::: Available records

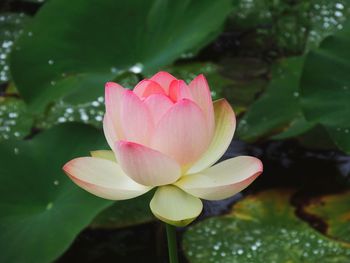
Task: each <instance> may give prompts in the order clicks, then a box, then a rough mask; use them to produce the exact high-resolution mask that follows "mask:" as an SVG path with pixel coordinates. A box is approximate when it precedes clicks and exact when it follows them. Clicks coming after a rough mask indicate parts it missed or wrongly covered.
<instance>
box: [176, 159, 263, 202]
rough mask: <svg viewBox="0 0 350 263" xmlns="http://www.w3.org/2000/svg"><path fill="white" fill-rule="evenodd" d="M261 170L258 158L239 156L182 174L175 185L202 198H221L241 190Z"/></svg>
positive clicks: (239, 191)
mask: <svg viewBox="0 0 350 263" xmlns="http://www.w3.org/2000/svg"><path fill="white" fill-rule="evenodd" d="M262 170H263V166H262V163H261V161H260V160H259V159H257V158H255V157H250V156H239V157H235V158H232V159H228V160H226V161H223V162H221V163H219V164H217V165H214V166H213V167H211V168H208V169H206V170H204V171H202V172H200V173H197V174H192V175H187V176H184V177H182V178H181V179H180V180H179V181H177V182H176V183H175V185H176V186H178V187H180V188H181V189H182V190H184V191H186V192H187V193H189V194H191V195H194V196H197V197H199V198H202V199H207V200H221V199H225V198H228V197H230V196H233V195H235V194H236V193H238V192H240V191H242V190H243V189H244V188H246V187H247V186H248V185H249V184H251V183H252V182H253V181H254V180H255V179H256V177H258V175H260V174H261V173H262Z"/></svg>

::::::
::: Available records

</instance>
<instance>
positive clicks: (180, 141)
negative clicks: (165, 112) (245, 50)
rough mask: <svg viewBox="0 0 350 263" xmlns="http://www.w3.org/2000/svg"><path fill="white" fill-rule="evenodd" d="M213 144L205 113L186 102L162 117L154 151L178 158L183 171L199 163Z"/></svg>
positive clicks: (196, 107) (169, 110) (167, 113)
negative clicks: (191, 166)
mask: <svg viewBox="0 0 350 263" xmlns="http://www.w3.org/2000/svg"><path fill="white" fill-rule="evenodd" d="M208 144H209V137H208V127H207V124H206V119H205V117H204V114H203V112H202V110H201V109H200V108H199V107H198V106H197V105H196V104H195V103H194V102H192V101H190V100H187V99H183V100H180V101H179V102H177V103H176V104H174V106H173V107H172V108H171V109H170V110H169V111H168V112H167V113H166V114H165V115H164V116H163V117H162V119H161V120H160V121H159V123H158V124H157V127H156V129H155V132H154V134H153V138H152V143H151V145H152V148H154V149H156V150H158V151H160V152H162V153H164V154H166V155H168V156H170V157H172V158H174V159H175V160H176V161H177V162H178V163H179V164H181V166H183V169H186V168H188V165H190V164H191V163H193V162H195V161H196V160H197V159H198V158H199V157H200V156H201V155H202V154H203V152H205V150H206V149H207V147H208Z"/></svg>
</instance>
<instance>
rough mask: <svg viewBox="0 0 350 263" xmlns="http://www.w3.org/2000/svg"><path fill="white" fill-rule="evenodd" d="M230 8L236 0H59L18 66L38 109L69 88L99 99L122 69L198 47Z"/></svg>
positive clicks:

::::::
::: Available records

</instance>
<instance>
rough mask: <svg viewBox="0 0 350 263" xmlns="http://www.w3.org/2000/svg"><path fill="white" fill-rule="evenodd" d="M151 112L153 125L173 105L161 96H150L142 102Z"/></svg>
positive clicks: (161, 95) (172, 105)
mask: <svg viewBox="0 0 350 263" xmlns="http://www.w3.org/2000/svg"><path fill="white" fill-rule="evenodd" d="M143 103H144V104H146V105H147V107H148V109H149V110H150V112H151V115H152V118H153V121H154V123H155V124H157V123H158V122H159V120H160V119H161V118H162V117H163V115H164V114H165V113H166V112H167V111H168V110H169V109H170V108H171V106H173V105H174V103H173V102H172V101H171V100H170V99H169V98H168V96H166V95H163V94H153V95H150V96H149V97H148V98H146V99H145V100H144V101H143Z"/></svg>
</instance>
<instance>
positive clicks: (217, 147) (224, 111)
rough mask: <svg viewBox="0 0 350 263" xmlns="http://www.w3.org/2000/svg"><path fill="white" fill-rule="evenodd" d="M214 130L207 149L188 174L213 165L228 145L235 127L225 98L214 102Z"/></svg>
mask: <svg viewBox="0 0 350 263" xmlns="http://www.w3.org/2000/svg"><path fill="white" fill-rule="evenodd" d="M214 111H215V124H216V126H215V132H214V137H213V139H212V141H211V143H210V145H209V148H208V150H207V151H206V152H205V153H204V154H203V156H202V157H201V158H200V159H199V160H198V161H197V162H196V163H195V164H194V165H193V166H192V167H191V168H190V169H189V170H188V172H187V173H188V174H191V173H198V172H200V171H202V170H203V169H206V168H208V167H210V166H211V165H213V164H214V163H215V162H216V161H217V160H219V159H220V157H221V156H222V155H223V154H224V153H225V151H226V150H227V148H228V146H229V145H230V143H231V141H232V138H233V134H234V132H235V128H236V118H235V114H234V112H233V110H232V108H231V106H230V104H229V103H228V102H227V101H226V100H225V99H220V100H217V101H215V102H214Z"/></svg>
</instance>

::::::

Problem statement: Update the listing from the line that contains "Task: each <instance>" through the line that contains "positive clicks: (239, 191)" by replacing "rough mask" with "coarse mask". Leave everything else unchanged, and return only those lines.

Response to the exercise:
Task: each <instance> may give prompts in the order clicks, then a box, then a coarse mask; use them to produce the exact high-resolution mask that follows "mask:" as an SVG path with pixel coordinates. A box is approximate when it precedes clicks and exact when it follows them. Clicks coming after a coarse mask indicate parts it missed or wrongly covered.
<instance>
box: [176, 159, 263, 202]
coarse mask: <svg viewBox="0 0 350 263" xmlns="http://www.w3.org/2000/svg"><path fill="white" fill-rule="evenodd" d="M261 170L258 158L239 156L182 174L175 185L202 198H221L241 190Z"/></svg>
positive clicks: (239, 191)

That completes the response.